What needs to be done:
Copy the entries from the line with "For every instance of the snow-covered cliff" to the line with "289], [383, 323]]", including both of those lines. Keep every request and its sample form unchanged, but scale each point coordinate in the answers by 0.25 and round it to a whole number, with halves rounded up.

── Raw data

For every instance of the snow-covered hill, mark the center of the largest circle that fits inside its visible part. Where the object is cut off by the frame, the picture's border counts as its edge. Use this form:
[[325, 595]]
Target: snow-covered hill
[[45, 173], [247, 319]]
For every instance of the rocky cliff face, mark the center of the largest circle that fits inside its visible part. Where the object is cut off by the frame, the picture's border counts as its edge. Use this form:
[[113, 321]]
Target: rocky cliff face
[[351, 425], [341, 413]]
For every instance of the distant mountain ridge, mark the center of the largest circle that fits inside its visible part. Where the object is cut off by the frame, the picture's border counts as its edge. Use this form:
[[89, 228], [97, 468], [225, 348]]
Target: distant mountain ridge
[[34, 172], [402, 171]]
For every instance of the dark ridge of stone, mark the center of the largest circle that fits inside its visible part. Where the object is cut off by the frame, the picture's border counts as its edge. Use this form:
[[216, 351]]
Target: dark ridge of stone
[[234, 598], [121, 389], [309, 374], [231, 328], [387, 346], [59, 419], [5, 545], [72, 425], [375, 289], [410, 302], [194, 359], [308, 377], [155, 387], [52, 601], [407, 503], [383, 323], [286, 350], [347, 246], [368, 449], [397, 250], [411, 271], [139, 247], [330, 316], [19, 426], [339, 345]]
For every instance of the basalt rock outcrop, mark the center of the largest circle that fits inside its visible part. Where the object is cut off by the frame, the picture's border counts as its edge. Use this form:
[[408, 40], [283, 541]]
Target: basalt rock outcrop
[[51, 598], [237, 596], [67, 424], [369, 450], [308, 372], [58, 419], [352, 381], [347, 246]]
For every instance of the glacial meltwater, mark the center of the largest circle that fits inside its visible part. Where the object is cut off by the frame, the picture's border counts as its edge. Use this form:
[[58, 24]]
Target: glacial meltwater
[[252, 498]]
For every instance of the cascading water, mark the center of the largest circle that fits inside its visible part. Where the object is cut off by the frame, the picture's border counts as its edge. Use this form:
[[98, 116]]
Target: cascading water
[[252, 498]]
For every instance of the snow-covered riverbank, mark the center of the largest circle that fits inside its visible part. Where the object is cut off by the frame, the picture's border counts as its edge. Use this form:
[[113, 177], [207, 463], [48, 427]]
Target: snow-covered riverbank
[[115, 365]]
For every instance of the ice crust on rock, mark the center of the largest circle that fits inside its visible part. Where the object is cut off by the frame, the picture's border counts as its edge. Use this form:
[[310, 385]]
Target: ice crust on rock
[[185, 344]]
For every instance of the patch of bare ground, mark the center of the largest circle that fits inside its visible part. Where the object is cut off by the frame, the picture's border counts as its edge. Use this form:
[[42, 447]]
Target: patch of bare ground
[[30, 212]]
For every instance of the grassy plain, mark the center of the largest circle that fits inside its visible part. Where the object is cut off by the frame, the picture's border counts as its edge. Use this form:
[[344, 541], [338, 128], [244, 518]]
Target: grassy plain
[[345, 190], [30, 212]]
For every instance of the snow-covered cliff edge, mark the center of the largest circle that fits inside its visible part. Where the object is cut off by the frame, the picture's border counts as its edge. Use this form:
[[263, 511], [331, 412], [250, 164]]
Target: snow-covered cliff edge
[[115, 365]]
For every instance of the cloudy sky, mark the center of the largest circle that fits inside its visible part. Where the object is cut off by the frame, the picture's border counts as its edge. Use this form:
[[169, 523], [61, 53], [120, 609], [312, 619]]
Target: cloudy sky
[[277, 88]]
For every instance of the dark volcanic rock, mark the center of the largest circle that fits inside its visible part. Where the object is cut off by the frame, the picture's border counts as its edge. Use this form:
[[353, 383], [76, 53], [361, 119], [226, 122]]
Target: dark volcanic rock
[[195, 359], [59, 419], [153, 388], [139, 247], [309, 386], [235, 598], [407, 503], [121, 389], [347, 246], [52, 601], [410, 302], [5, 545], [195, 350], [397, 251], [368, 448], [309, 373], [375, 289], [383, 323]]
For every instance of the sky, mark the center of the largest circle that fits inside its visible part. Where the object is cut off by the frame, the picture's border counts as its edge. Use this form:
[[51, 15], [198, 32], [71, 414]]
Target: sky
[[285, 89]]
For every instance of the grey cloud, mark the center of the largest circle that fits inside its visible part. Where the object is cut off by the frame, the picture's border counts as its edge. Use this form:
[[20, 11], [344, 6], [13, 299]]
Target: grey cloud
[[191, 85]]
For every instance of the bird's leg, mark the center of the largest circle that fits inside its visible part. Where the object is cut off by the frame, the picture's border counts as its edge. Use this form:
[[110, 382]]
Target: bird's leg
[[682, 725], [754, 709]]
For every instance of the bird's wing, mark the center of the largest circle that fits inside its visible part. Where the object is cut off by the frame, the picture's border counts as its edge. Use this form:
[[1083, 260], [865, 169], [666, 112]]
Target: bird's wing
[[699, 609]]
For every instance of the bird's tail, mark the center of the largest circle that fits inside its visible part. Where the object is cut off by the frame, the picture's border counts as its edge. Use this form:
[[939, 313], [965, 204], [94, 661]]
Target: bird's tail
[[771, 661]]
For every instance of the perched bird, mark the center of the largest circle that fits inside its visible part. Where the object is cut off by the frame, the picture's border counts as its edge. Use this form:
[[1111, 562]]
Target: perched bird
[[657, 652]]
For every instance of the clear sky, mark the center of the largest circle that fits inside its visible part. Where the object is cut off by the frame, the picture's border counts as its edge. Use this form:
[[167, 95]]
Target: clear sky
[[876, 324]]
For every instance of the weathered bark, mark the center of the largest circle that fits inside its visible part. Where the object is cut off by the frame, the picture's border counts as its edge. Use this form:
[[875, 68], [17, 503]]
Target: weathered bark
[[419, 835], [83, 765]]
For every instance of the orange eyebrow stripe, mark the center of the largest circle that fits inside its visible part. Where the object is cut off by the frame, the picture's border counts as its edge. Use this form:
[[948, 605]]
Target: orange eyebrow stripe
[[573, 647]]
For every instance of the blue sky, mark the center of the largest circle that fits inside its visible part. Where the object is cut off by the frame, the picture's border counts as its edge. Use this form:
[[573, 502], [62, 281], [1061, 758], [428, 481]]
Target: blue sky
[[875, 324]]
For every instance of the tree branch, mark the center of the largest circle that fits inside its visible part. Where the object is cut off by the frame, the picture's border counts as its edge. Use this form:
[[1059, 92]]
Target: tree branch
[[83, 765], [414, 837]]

────

Solution to the exercise:
For every instance of the snow-covered cliff edge, mark the center of the largest circle that fits inside its visible part. Where the object is cut off by the frame, the picture's border counts as its edge. Use this form:
[[263, 511], [331, 412], [250, 164]]
Target: snow-covered cliff edge
[[29, 91]]
For every instance of the cloudy sky, mark the center of the largest circle that fits inside its visible part. Where the object is cut off by the frame, the picture's border counts as its edge. Use this form:
[[169, 523], [61, 53], [120, 609], [312, 619]]
Target: cloudy sky
[[69, 22]]
For every instance of the dark volcanic rock, mark the center of the largest circle that fits inside its visible part. Where the object is cut off by the frame, the picture's border counts as its edge. Use this form:
[[353, 383], [76, 53], [361, 119], [226, 122]]
Target: dark volcanic rock
[[49, 90], [15, 105], [38, 97], [35, 62], [77, 97], [59, 150], [102, 126], [30, 97], [87, 62], [13, 150], [103, 76], [1, 136], [49, 88], [99, 63], [92, 112], [77, 93], [94, 72], [96, 81]]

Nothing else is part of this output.